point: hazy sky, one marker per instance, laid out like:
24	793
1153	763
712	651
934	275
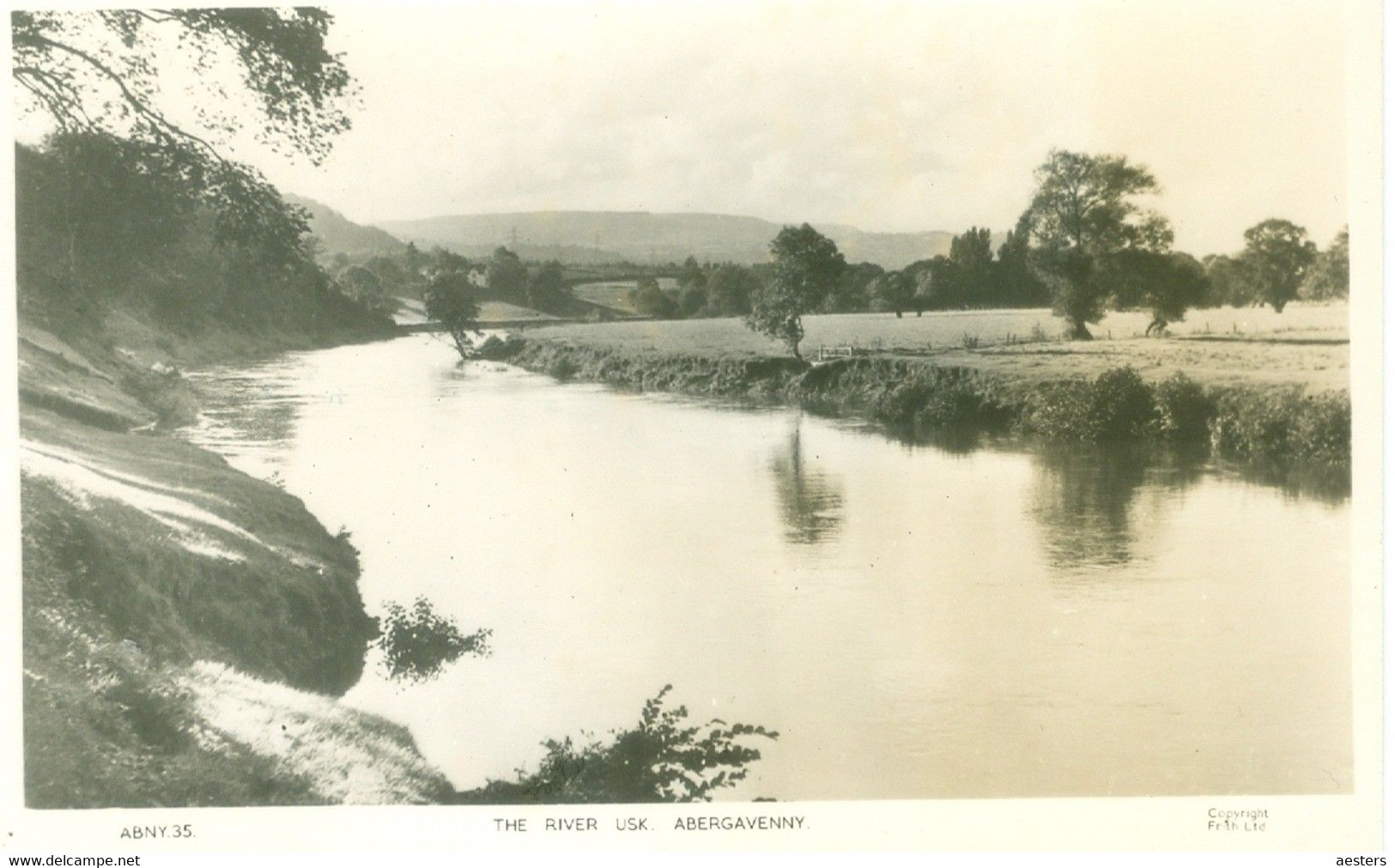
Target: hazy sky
889	116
※ ※ ※
WHAT YOU SHOULD DO
Express the listing above as a Markdown table with a Row column holding the row number and an Entry column holding each line, omitting blank lines. Leave the pictures out of the table.

EXERCISE RESULT
| Row | Entry |
|---|---|
| 1 | point: hazy sky, one marker per instance, laid out like: |
| 2 | 24	793 |
| 3 | 1153	763 |
| 4 | 712	651 |
| 5 | 934	275 |
| 6 | Target: hazy sky |
| 7 | 889	116 |